**PROBLEM TO SOLVE**
Return all of the data exactly as written, without the pictures.

**RECORD EXTRACTS**
"""

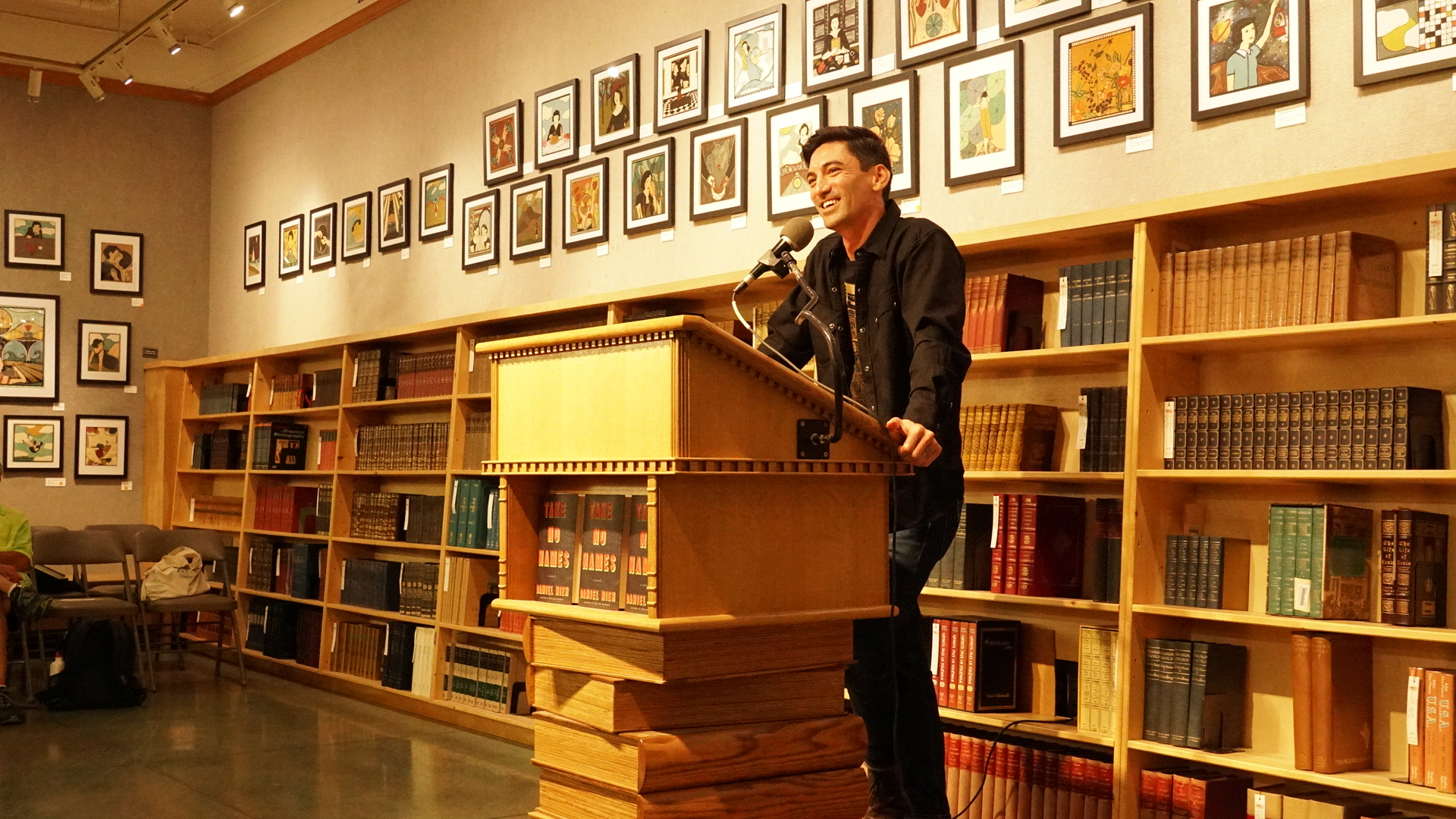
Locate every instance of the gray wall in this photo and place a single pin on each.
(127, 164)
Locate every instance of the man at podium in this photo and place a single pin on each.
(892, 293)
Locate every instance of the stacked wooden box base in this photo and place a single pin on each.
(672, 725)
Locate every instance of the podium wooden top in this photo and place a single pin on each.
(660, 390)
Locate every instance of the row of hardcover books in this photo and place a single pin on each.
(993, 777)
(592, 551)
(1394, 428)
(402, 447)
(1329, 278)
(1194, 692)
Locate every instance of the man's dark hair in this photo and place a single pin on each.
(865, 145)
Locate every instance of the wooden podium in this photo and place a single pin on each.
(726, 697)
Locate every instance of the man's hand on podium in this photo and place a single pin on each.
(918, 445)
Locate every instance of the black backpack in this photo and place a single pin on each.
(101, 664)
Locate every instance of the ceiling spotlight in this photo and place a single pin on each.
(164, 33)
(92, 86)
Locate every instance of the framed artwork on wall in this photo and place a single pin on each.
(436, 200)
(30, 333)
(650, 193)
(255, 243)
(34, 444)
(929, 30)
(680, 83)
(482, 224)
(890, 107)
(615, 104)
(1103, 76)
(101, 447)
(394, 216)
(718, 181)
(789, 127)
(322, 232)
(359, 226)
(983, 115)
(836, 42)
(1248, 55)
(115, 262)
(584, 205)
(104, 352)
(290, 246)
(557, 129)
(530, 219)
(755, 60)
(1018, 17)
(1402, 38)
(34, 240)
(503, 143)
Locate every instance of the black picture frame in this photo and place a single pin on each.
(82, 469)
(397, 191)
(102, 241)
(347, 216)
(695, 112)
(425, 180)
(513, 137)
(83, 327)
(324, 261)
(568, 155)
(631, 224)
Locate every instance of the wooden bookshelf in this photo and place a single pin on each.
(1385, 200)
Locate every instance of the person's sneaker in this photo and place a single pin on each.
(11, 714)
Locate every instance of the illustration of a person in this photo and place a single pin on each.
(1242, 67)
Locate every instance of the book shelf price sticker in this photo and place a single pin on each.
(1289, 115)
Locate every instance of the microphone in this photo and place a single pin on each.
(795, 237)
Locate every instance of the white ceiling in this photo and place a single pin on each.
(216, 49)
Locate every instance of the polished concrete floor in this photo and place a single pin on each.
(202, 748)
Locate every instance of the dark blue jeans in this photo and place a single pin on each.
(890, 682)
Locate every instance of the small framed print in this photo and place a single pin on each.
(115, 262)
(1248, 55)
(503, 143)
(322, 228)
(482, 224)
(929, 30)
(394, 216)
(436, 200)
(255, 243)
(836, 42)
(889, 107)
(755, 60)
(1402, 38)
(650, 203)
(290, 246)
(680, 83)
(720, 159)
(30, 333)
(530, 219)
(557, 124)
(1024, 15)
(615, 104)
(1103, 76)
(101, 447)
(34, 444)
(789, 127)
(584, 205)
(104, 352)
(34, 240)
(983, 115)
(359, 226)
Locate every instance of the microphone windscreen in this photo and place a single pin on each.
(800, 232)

"""

**COMPLETE RESPONSE**
Locate every instance of the gray wall in this photo and place a single pin on each.
(127, 164)
Locate every instance of the man at podium in this photo and place a single pin on each.
(892, 293)
Locate every instance of the stacked wooden box base in this photo and place a single pin on each.
(672, 725)
Locate every instance of the podium wooden top in this photo and place a single pin on each.
(660, 390)
Locate every instance of the row of hardcover books in this photo and place a single pin on each.
(993, 777)
(592, 551)
(1394, 428)
(402, 447)
(1329, 278)
(1194, 692)
Locate every instance of the man's dark hair in this photo and place a single pin on each.
(865, 145)
Locate every instance of the wooden podium in this photo and place a single pin on each.
(726, 697)
Locate every instance of the man's hand on podium in this photo and place a single pin on each.
(918, 445)
Locate every instance of the black backpack in this photo and place a single pin on each.
(101, 664)
Locate every instance of the ceiling spotlight in this photo and place a single pin on each.
(164, 33)
(92, 86)
Locate every instance of the framed artwork on wall in this photo and place a single pin on each.
(436, 200)
(30, 333)
(650, 193)
(255, 243)
(34, 444)
(929, 30)
(680, 83)
(482, 224)
(890, 107)
(615, 104)
(1103, 76)
(101, 447)
(394, 216)
(718, 181)
(789, 127)
(322, 232)
(359, 226)
(983, 115)
(836, 42)
(1248, 55)
(115, 262)
(584, 205)
(104, 352)
(290, 246)
(557, 129)
(530, 219)
(755, 60)
(1018, 17)
(1402, 38)
(34, 240)
(503, 143)
Locate every instance of the black picture frame in this photo and place a single pin on each.
(82, 469)
(397, 191)
(102, 241)
(347, 216)
(695, 112)
(425, 180)
(513, 137)
(83, 327)
(324, 261)
(568, 155)
(631, 224)
Locate every instance of the wooden bookshelf in this photo and place a single pin on each.
(1385, 200)
Locate every instance of the person's sneaker in this photo and place a single pin on each.
(11, 714)
Locate every instance of the illustration of a person in this photo and place a single pin on each.
(1242, 67)
Locate every instance of the book shelf price sticker in this photo and place a single pin on each.
(1289, 115)
Locate every instance of the microphone in this photo and place a single pin on each.
(795, 237)
Locate every instance of the white ceiling in this photo and place a single pin on each.
(216, 49)
Locate every instance of the polished concrete floor in this photo and place a single pin on each.
(202, 748)
Locate every instance of the dark blue jeans in this photo and place a single pin on each.
(890, 682)
Locate every instance of the small framed print in this photo and place a single pin on each.
(115, 262)
(1248, 55)
(503, 143)
(322, 228)
(482, 224)
(929, 30)
(394, 216)
(436, 200)
(255, 243)
(836, 42)
(889, 107)
(755, 60)
(1402, 38)
(650, 203)
(290, 246)
(680, 83)
(720, 159)
(30, 333)
(530, 219)
(557, 124)
(1024, 15)
(615, 104)
(1103, 76)
(101, 447)
(34, 444)
(789, 127)
(584, 205)
(104, 352)
(34, 240)
(983, 115)
(359, 226)
Locate every instance of the microphone windscreen in this photo and place a single pin on each.
(800, 232)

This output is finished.